### PROBLEM:
Gather every line of the listing below that contains the word "strap", and copy each of those lines in full.

(Location labeling records)
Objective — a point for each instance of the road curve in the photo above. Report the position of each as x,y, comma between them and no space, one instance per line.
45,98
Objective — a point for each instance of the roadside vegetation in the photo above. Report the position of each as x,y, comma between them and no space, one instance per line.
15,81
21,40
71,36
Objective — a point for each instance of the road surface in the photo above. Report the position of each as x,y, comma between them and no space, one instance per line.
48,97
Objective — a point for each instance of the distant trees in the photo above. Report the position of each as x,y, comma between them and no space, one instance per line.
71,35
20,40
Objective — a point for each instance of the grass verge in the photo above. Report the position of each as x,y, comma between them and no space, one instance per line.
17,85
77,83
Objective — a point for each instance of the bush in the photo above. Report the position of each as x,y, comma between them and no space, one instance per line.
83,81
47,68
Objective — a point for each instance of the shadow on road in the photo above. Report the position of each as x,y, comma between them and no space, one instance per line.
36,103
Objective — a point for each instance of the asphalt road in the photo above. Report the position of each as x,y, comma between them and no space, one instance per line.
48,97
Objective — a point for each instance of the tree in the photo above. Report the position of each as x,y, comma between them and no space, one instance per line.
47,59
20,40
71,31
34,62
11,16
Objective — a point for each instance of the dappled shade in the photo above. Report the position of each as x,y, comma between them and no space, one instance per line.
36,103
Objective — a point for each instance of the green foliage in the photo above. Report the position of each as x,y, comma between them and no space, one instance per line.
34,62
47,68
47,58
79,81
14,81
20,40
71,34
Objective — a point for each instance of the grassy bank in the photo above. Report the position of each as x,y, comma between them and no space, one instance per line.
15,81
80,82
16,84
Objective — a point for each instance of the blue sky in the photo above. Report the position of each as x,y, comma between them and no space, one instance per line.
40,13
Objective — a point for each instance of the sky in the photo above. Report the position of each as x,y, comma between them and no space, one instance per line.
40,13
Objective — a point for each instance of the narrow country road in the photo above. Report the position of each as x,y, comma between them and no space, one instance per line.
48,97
==
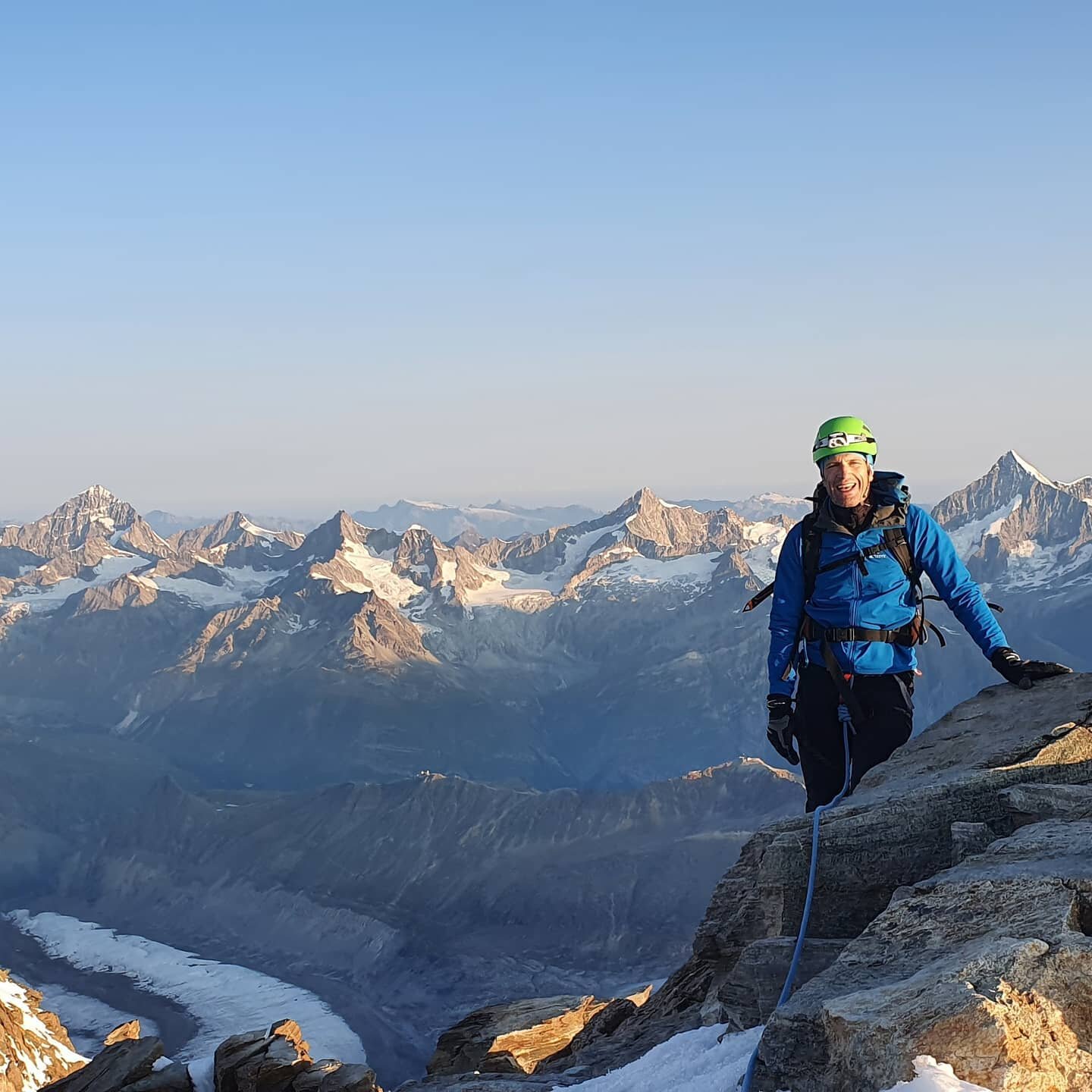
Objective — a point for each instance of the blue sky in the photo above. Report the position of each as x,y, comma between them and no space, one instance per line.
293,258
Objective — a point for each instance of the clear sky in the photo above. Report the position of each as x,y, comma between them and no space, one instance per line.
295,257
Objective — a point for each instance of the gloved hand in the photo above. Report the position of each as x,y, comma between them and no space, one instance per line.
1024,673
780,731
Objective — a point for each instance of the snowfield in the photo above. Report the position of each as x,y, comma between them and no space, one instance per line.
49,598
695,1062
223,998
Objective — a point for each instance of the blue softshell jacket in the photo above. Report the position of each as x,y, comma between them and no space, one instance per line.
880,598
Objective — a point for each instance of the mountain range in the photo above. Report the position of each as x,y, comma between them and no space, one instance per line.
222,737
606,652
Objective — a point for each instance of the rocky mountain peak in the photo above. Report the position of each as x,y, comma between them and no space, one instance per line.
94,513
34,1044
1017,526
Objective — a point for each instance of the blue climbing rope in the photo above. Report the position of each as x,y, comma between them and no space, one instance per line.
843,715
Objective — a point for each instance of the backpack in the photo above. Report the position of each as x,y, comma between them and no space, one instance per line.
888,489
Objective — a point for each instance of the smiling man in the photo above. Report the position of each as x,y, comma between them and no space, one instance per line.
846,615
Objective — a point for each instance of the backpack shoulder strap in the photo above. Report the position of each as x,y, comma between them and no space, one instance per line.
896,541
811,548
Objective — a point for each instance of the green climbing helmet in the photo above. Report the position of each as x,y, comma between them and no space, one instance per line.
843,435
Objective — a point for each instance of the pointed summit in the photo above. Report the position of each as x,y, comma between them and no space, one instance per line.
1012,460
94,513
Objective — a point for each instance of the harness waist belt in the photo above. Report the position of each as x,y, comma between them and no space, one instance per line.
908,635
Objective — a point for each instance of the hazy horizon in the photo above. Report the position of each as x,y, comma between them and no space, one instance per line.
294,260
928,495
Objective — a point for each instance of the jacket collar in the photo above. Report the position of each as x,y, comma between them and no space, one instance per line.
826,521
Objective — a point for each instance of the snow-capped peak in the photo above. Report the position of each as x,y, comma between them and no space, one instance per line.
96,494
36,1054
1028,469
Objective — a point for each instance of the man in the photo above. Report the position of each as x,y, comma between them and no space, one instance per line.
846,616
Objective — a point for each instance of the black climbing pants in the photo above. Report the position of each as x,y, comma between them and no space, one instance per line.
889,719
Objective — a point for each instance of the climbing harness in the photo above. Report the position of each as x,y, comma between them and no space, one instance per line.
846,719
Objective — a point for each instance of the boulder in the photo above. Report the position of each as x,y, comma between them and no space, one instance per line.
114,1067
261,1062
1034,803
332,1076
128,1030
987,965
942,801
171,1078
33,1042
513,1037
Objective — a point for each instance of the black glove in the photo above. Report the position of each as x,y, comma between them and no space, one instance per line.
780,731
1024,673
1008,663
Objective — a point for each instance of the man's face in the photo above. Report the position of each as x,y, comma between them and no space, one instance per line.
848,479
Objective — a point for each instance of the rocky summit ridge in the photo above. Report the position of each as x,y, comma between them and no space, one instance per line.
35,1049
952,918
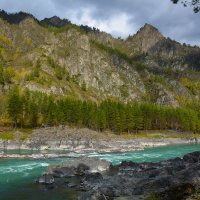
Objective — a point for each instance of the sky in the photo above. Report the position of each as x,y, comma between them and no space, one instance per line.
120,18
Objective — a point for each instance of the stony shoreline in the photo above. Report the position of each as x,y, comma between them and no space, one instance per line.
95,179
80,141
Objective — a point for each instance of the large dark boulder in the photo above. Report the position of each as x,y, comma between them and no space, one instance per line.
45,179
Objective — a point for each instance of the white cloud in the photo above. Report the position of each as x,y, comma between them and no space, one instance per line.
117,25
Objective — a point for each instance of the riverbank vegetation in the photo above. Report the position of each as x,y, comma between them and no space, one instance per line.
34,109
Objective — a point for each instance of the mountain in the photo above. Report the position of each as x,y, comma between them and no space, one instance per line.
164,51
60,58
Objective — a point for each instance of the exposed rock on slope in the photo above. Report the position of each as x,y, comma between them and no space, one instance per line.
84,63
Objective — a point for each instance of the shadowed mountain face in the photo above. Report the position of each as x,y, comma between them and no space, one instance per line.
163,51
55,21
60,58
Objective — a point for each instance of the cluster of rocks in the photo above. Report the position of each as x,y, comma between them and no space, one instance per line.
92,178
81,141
==
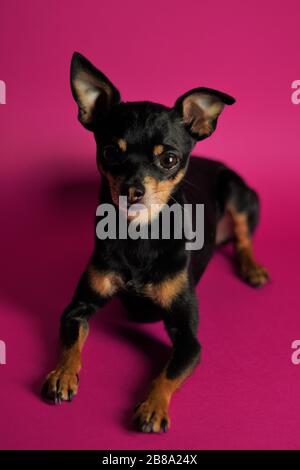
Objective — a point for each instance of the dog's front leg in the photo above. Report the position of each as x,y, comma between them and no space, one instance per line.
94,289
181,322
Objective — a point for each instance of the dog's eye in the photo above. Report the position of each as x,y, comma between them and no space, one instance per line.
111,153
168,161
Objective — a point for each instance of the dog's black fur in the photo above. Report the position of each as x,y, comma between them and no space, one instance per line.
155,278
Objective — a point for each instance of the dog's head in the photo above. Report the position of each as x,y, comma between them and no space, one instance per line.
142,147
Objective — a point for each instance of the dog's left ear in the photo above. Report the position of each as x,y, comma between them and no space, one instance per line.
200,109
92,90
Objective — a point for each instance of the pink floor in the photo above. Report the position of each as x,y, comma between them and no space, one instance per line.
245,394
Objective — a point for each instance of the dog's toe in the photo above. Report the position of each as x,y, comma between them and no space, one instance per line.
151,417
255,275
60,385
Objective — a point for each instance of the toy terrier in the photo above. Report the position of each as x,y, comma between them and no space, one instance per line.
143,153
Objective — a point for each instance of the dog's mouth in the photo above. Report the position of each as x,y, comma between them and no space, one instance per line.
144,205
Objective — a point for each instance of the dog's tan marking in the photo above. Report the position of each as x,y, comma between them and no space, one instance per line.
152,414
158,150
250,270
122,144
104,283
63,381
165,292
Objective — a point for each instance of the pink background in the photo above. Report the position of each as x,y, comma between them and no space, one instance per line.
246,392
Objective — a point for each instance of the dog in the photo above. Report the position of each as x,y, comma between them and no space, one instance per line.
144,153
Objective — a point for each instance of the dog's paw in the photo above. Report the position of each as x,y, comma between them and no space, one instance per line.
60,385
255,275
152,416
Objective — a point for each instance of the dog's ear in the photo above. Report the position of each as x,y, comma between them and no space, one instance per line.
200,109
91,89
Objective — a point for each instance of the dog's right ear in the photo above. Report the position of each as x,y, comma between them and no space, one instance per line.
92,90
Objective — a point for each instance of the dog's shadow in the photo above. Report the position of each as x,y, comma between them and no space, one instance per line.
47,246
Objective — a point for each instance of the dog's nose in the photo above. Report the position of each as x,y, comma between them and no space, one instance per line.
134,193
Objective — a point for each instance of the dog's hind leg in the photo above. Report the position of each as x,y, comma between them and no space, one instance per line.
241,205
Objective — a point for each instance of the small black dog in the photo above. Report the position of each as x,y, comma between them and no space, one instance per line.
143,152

### EXERCISE SOLUTION:
Objective — a point for each instance of the backpack shoulder strap in the photo above. Report the position of each as x,y, comma between them and no space, one instance per line.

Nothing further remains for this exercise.